• Source extract:
+ + + + + + +

Posted in Dvar Torah, on March 14, 2014

Lessons in the Avodah Part 2 – Parshat Tzav

In this week’s Torah portion we are given the details of the various sacrifices given in the Temple.  While last the commandments regarding the sacrifices were more general, and addressed to the people as a whole, this week the commandments are a lot more specific, and are addressed specifically to the Kohanim (Priests).
The main distinction made between sacrifices in this week’s Parsha lies in their required service.  Further distinctions are made as to the status of the food itself (either flour-based or meat-based) and various laws concerning who can eat what, and when.
The one thing all of these sacrifices have in common is the place they are offered.  This is the Mizbeach, or altar.  There is a very interesting commandment that is given regarding the Mizbeach.  We are told:  “the fire on the altar shall be kept burning; do not put it out.” (Leviticus 6:5)
This double language seems strange.  There must be constant fire burning on the altar. Not only must is be kept burning, but we cannot put it out.
We also see a similar structure in this week’s Maftir, Parshat Zachor [See Parshat Zachor and Purim for more information on Parshat Zachor].  We are told that we must remember that which Amalek did, and we are told not to forget it.
Keep the altar burning and do not put it out.  Remember that which Amalek did and do not forget it.  What is the meaning behind this strange language?

+ + + + + + +

• Data extract:
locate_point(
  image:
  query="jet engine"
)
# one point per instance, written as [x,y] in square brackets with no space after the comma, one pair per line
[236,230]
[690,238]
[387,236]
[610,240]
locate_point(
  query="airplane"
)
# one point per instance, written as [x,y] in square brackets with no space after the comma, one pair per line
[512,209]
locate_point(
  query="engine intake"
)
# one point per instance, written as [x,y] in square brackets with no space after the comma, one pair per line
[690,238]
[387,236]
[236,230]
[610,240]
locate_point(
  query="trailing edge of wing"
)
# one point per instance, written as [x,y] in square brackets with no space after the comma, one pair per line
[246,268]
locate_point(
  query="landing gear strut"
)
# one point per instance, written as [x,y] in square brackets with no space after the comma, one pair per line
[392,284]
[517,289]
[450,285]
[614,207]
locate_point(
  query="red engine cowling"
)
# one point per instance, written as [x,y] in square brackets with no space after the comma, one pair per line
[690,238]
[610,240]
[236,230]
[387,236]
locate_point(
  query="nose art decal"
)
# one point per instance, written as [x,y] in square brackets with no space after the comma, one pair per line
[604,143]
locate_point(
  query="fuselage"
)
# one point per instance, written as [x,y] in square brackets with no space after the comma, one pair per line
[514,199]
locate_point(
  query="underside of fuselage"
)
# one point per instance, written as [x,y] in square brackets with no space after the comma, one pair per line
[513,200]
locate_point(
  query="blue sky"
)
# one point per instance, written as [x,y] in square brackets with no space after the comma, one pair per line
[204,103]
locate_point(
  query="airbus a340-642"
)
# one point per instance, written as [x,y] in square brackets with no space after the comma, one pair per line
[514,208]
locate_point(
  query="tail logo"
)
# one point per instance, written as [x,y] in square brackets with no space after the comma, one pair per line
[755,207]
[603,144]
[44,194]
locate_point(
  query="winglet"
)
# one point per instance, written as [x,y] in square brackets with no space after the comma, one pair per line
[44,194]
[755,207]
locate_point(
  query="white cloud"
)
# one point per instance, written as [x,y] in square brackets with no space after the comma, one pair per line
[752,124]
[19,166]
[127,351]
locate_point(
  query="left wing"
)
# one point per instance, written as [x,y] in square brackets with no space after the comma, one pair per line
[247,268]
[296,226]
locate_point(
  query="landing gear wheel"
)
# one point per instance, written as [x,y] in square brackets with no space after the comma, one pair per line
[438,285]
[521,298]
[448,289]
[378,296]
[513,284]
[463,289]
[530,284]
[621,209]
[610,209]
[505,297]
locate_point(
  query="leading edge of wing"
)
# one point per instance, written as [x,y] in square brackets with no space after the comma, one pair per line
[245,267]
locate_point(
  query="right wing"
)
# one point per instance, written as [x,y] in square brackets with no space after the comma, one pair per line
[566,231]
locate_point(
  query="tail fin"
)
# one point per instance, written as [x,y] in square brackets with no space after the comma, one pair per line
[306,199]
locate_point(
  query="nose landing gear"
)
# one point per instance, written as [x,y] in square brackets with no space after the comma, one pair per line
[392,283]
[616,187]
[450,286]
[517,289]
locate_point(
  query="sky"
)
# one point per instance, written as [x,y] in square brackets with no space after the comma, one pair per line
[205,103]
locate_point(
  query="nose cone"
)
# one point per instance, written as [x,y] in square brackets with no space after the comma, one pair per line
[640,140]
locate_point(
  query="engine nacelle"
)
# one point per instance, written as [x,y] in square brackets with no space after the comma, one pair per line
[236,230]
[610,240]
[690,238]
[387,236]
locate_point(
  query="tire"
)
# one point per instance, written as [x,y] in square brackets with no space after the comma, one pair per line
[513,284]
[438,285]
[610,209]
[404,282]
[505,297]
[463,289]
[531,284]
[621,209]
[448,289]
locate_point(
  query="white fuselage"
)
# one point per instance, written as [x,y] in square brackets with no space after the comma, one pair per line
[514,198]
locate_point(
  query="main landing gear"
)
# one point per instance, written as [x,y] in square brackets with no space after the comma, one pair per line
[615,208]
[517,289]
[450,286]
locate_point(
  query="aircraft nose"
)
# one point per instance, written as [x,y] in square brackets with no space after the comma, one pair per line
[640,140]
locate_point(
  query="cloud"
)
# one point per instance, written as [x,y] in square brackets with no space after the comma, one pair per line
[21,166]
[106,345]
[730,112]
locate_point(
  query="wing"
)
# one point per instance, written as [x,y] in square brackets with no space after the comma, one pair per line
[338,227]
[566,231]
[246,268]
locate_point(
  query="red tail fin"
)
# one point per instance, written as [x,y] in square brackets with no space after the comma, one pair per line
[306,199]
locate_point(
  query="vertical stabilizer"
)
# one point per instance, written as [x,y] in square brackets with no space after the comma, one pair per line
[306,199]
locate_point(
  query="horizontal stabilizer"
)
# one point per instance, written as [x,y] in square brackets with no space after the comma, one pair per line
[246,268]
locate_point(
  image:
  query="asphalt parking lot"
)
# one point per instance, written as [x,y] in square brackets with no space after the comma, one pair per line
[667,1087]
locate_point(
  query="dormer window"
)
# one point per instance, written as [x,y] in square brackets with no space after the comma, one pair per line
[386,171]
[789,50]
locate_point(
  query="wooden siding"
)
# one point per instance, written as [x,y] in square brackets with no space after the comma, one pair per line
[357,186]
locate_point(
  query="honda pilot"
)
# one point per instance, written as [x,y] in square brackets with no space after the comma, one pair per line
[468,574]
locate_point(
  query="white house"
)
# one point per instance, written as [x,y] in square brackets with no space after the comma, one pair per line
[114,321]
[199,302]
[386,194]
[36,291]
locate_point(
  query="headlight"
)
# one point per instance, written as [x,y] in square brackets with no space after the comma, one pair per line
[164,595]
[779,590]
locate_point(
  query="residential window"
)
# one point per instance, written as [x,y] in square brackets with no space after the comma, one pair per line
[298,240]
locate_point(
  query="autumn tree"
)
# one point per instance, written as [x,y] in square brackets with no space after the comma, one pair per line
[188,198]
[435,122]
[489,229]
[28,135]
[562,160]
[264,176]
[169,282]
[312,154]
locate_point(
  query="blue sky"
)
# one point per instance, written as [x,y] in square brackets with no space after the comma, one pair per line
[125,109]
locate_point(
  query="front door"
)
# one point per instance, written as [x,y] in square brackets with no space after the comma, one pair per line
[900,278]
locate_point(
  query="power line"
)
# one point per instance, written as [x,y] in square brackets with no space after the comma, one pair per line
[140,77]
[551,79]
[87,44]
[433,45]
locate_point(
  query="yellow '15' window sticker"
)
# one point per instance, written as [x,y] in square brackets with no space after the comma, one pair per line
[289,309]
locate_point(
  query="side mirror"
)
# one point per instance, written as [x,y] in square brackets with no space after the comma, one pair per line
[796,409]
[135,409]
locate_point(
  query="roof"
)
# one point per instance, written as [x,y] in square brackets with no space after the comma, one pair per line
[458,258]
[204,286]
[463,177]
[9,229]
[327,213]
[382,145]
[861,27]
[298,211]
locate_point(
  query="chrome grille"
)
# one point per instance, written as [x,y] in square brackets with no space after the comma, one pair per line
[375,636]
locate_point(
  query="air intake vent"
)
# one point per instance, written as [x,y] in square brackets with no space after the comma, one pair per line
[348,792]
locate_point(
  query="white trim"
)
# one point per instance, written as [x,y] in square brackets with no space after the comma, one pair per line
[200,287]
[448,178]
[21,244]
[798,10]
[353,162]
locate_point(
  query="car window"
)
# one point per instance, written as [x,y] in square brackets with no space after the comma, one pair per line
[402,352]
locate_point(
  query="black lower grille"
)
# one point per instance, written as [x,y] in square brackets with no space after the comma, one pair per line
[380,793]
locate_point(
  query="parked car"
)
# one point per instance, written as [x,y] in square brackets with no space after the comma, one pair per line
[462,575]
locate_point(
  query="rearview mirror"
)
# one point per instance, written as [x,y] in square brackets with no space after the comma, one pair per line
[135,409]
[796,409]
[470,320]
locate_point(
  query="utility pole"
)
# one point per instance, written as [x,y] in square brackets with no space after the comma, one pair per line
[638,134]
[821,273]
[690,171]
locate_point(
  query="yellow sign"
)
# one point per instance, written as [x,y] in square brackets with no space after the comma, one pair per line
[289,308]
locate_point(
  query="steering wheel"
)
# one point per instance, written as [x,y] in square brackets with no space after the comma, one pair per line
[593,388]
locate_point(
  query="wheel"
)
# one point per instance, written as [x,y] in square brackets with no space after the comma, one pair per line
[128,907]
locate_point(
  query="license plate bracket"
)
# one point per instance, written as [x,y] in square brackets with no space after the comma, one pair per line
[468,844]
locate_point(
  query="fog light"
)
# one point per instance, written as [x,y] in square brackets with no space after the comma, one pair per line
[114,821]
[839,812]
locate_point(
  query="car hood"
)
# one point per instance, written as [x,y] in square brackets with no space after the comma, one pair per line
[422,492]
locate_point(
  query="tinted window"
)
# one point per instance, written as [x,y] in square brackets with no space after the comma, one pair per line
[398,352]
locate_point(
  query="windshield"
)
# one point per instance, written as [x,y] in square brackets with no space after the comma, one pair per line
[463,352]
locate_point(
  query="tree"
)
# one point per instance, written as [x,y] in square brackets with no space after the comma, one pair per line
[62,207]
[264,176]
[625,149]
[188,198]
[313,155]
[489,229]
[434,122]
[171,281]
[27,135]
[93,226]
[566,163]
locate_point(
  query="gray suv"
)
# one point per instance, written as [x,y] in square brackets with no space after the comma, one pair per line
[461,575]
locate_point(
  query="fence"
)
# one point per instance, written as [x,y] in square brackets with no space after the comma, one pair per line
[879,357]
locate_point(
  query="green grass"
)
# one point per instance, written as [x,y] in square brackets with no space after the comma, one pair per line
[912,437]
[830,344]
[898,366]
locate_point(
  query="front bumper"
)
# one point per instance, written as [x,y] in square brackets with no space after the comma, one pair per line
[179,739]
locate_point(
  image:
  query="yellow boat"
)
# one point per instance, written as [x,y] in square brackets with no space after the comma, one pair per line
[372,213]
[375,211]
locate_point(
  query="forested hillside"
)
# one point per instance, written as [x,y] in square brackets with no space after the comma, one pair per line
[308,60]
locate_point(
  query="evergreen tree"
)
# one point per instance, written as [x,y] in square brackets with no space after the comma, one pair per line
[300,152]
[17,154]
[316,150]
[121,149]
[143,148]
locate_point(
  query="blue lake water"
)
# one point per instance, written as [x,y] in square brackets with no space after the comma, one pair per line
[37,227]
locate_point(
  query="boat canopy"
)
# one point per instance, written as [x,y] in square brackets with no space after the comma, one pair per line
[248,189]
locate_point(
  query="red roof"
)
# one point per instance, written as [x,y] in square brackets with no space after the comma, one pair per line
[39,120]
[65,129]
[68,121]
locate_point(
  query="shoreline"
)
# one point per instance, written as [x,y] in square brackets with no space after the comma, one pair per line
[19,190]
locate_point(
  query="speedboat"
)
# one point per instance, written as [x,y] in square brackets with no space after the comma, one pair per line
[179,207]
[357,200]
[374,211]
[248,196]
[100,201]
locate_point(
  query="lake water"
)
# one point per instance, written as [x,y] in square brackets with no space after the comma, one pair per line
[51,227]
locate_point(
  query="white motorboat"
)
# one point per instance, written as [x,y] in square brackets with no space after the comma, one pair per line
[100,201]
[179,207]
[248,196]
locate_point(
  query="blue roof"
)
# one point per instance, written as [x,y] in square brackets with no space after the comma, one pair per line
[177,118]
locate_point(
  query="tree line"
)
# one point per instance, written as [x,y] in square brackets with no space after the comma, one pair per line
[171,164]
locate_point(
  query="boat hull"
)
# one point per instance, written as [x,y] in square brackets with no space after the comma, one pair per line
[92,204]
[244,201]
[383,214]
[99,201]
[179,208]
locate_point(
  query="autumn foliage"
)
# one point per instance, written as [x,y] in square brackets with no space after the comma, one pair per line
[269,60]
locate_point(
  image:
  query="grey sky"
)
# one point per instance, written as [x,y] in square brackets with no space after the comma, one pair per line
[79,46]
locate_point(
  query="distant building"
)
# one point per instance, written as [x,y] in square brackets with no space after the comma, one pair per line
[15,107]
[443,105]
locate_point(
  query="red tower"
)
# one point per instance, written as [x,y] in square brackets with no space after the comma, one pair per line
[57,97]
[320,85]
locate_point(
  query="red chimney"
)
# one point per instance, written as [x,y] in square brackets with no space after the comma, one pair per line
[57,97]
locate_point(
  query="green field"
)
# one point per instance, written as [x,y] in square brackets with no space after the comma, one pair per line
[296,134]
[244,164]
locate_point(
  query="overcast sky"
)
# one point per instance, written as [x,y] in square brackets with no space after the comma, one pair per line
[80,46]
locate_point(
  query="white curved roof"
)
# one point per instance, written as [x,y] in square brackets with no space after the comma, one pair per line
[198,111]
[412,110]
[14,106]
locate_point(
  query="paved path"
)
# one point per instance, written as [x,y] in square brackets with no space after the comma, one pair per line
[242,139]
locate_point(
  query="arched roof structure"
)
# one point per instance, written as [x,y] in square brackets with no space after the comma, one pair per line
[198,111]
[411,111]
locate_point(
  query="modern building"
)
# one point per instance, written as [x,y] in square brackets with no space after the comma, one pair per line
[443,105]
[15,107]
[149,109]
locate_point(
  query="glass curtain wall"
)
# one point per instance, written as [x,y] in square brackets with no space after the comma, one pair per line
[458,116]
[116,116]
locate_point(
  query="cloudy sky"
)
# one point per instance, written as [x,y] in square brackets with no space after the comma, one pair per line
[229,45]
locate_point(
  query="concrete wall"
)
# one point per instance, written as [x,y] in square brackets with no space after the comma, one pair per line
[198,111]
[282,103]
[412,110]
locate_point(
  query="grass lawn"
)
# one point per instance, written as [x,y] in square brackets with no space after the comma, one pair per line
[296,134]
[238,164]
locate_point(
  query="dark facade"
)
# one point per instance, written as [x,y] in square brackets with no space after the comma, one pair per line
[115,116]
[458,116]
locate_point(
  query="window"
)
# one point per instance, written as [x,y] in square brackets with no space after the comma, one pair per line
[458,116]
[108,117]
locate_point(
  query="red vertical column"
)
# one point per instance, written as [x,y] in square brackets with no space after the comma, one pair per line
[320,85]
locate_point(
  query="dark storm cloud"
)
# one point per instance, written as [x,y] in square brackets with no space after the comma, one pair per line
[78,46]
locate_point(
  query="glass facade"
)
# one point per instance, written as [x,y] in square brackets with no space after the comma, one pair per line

+ + + + + + +

• Tasks to complete:
A – Answer these questions about the Parshat Tzav commentary, one per line:
(i) To whom are this week's commandments about the sacrifices specifically addressed?
(ii) What do all of the sacrifices have in common?
(iii) What two things are we told regarding what Amalek did?
B – Transcribe the Parshat Tzav commentary precisely, everything from "This double language" down to "to forget it.".
C – Go on with the Parshat Tzav commentary, picking up right after its final sentence.

• The responses:
A –
(i) The Kohanim (Priests).
(ii) The place they are offered, the Mizbeach, or altar.
(iii) That we must remember what Amalek did, and that we must not forget it.

B –
This double language seems strange.  There must be constant fire burning on the altar. Not only must is be kept burning, but we cannot put it out.
We also see a similar structure in this week’s Maftir, Parshat Zachor [See Parshat Zachor and Purim for more information on Parshat Zachor].  We are told that we must remember that which Amalek did, and we are told not to forget it.

C –
I think this teaches us a huge lesson in Jewish education and continuity.  The former Chief Rabbi of England, Rabbi Jonathan Sacks, explains this phenomenon in the following way:

To be a Jew is to keep faith with the past by building a Jewish future.  That is the secret of our unbroken capacity through centuries of suffering to renew ourselves as a people.  (A Judaism Engaged With the World pg. 3)

We have to take both an active role in creating new Judaism, and we have to ensure that which is already created remains.  The constant fire of the altar, which represents the Jewish soul, requires two services.  Firstly, we must always add to it with new ideas and show the Torah to the world as the dynamic book we know it to be.  Secondly, we must make sure that our rich history is not forgotten, because the fire that is already burning must never go out.
Shabbat Shalom!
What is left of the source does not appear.